INSTRUCTIONS TO FOLLOW:
Every entry here needs to be repeated exactly.

------ RECORDS SUPPLIED ------

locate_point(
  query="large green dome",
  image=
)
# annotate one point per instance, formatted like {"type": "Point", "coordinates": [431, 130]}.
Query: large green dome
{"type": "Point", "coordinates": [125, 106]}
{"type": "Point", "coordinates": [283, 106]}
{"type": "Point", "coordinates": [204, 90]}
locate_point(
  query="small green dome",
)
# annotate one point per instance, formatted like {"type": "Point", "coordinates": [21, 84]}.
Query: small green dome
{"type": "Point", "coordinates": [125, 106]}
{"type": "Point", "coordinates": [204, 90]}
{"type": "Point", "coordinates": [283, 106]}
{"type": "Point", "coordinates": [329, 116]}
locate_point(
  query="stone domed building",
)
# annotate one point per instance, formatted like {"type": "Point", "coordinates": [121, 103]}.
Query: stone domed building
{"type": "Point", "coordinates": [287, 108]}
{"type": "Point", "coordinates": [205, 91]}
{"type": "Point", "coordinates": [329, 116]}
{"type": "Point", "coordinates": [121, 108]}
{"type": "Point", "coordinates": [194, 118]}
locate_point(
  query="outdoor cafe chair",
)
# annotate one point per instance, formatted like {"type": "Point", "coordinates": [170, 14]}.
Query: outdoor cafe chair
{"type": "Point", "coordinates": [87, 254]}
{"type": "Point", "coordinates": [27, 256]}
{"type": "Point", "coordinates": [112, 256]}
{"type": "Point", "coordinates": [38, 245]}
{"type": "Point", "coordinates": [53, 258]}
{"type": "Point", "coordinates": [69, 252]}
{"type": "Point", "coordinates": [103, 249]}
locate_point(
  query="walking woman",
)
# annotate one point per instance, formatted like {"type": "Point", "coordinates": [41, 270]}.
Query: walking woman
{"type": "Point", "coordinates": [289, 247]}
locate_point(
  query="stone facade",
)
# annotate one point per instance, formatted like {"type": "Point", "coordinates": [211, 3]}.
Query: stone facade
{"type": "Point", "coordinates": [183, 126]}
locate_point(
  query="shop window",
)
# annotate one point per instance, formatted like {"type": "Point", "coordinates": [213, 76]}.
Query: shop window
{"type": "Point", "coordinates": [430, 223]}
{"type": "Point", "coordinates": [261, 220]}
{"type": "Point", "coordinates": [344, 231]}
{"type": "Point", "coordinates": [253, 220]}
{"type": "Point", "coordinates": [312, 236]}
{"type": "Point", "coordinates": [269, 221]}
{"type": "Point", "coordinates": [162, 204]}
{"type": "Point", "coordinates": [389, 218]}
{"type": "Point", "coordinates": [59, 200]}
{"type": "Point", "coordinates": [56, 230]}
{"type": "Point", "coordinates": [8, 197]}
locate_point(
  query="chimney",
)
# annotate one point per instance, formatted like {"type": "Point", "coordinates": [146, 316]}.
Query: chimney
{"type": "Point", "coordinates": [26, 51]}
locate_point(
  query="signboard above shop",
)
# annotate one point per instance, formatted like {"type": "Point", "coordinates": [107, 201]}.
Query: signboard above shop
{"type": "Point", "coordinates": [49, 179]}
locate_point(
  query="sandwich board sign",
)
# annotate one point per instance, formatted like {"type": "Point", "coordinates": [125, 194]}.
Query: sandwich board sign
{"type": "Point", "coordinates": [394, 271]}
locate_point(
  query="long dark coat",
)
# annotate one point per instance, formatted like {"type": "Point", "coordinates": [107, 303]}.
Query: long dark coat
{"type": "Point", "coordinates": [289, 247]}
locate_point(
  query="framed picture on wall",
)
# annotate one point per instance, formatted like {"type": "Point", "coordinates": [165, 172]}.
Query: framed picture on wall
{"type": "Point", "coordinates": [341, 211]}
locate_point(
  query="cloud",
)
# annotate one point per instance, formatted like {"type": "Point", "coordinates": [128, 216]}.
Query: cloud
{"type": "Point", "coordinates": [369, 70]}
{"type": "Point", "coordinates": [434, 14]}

------

RESULT FOR THIS TASK:
locate_point(
  query="large green dome",
  image=
)
# annotate one point per instance, formatted like {"type": "Point", "coordinates": [431, 130]}.
Query: large green dome
{"type": "Point", "coordinates": [125, 106]}
{"type": "Point", "coordinates": [283, 106]}
{"type": "Point", "coordinates": [204, 90]}
locate_point(
  query="small green dome",
)
# annotate one point per instance, formatted like {"type": "Point", "coordinates": [21, 84]}.
Query: small green dome
{"type": "Point", "coordinates": [125, 106]}
{"type": "Point", "coordinates": [204, 90]}
{"type": "Point", "coordinates": [283, 106]}
{"type": "Point", "coordinates": [329, 116]}
locate_point(
  query="stone domed building",
)
# annotate one point per instance, formatted like {"type": "Point", "coordinates": [121, 103]}.
Query: stone domed building
{"type": "Point", "coordinates": [287, 108]}
{"type": "Point", "coordinates": [205, 91]}
{"type": "Point", "coordinates": [329, 116]}
{"type": "Point", "coordinates": [121, 108]}
{"type": "Point", "coordinates": [194, 118]}
locate_point(
  query="outdoor cafe chair",
)
# annotate one point per instance, formatted like {"type": "Point", "coordinates": [170, 14]}.
Query: outdoor cafe chair
{"type": "Point", "coordinates": [87, 254]}
{"type": "Point", "coordinates": [27, 256]}
{"type": "Point", "coordinates": [112, 256]}
{"type": "Point", "coordinates": [38, 245]}
{"type": "Point", "coordinates": [53, 258]}
{"type": "Point", "coordinates": [69, 252]}
{"type": "Point", "coordinates": [103, 249]}
locate_point(
  query="walking woman",
)
# annotate one point per instance, formatted like {"type": "Point", "coordinates": [41, 270]}.
Query: walking woman
{"type": "Point", "coordinates": [289, 247]}
locate_point(
  query="stone facade",
)
# annotate one point per instance, formatted like {"type": "Point", "coordinates": [211, 3]}.
Query: stone facade
{"type": "Point", "coordinates": [183, 126]}
locate_point(
  query="shop window",
)
# annotate one point per instance, formatted like {"type": "Point", "coordinates": [213, 76]}.
Query: shop window
{"type": "Point", "coordinates": [430, 223]}
{"type": "Point", "coordinates": [261, 220]}
{"type": "Point", "coordinates": [344, 231]}
{"type": "Point", "coordinates": [253, 220]}
{"type": "Point", "coordinates": [312, 236]}
{"type": "Point", "coordinates": [269, 221]}
{"type": "Point", "coordinates": [162, 204]}
{"type": "Point", "coordinates": [389, 218]}
{"type": "Point", "coordinates": [59, 200]}
{"type": "Point", "coordinates": [56, 230]}
{"type": "Point", "coordinates": [8, 197]}
locate_point(
  query="chimney",
)
# annotate one point per instance, formatted like {"type": "Point", "coordinates": [146, 316]}.
Query: chimney
{"type": "Point", "coordinates": [26, 51]}
locate_point(
  query="signboard above shop",
)
# annotate one point per instance, formatted like {"type": "Point", "coordinates": [107, 201]}.
Query: signboard above shop
{"type": "Point", "coordinates": [49, 179]}
locate_point(
  query="sandwich board sign",
)
# annotate one point per instance, formatted like {"type": "Point", "coordinates": [125, 194]}.
Query: sandwich board sign
{"type": "Point", "coordinates": [394, 271]}
locate_point(
  query="long dark coat",
)
# annotate one point per instance, formatted like {"type": "Point", "coordinates": [107, 303]}.
Query: long dark coat
{"type": "Point", "coordinates": [289, 247]}
locate_point(
  query="framed picture on wall",
)
# annotate one point per instance, formatted like {"type": "Point", "coordinates": [165, 172]}.
Query: framed picture on wall
{"type": "Point", "coordinates": [341, 211]}
locate_point(
  query="cloud",
)
# annotate one point per instance, formatted like {"type": "Point", "coordinates": [128, 216]}.
Query: cloud
{"type": "Point", "coordinates": [369, 70]}
{"type": "Point", "coordinates": [434, 14]}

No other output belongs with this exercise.